_What you should do:_
Below are the records; count how many of their lines carry "slope" and give only the number.

_Input data:_
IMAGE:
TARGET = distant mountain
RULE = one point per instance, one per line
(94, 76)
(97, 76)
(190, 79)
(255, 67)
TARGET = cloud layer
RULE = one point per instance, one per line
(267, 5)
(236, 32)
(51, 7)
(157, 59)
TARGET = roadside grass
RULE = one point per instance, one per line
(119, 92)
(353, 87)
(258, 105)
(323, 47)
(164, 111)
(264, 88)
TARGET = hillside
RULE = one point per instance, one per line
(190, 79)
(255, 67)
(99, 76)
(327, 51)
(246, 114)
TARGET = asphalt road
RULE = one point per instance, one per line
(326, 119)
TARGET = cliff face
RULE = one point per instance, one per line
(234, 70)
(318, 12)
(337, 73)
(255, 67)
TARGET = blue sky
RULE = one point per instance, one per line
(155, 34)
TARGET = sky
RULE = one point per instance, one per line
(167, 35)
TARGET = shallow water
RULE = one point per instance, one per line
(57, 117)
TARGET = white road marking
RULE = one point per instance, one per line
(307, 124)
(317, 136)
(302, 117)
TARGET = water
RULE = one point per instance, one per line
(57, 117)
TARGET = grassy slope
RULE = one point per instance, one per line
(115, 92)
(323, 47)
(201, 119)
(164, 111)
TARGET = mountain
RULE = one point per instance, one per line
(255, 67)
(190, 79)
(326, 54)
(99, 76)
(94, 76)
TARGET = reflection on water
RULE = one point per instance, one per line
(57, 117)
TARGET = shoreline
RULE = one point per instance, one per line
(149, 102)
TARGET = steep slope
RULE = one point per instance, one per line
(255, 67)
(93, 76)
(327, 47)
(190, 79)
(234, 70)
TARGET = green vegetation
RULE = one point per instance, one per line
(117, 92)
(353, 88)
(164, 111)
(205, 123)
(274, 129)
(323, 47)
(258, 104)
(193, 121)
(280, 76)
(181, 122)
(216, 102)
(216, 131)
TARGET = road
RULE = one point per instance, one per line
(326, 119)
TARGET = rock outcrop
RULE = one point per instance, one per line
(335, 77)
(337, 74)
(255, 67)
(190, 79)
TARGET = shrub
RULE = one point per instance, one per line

_Output for this exercise:_
2